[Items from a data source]
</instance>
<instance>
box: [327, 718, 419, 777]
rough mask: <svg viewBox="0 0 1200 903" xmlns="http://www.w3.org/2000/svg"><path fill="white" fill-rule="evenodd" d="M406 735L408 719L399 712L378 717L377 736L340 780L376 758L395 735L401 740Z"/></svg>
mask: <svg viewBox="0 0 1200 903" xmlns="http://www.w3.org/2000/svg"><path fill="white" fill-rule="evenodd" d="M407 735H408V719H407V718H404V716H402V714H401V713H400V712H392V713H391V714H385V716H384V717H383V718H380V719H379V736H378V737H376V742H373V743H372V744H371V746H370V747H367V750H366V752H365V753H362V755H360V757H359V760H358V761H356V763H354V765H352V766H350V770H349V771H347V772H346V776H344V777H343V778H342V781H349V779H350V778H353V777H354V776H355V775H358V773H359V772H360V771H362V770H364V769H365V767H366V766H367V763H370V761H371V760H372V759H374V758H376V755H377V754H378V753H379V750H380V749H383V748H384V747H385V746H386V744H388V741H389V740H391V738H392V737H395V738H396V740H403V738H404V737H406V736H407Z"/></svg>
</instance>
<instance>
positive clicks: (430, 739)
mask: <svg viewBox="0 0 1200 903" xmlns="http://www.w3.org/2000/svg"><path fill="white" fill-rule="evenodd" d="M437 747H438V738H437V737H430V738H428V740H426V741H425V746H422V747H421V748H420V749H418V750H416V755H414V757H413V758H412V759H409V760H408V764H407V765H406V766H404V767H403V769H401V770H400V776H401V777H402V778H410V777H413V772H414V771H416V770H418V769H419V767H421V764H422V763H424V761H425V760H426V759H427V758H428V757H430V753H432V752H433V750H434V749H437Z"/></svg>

Job item:
Recast all the lines of the rows above as a numbered list, omitting any blank lines.

Your solution:
1. </instance>
2. <instance>
3. box: [327, 718, 419, 777]
4. rough mask: <svg viewBox="0 0 1200 903" xmlns="http://www.w3.org/2000/svg"><path fill="white" fill-rule="evenodd" d="M406 735L408 719L399 712L378 717L377 736L340 780L376 758L395 735L401 740Z"/></svg>
5. mask: <svg viewBox="0 0 1200 903" xmlns="http://www.w3.org/2000/svg"><path fill="white" fill-rule="evenodd" d="M407 735H408V719H407V718H404V716H402V714H401V713H400V712H392V713H391V714H385V716H384V717H383V718H380V719H379V736H378V737H376V742H373V743H372V744H371V746H370V747H367V750H366V752H365V753H362V755H360V757H359V760H358V761H356V763H354V765H352V766H350V770H349V771H347V772H346V776H344V777H343V778H342V781H349V779H350V778H353V777H354V776H355V775H358V773H359V772H360V771H362V770H364V769H365V767H366V766H367V763H370V761H371V760H372V759H374V758H376V755H377V754H378V753H379V750H380V749H383V748H384V747H385V746H386V744H388V741H389V740H391V738H392V737H395V738H396V740H403V738H404V737H406V736H407Z"/></svg>
6. </instance>
7. <instance>
8. positive clicks: (430, 739)
9. mask: <svg viewBox="0 0 1200 903" xmlns="http://www.w3.org/2000/svg"><path fill="white" fill-rule="evenodd" d="M437 747H438V738H437V737H430V738H428V740H426V741H425V746H422V747H421V748H420V749H418V750H416V755H414V757H413V758H412V759H409V760H408V764H407V765H406V766H404V767H403V769H401V770H400V776H401V777H402V778H410V777H413V772H414V771H416V770H418V769H419V767H421V764H422V763H424V761H425V760H426V759H427V758H428V757H430V753H432V752H433V750H434V749H437Z"/></svg>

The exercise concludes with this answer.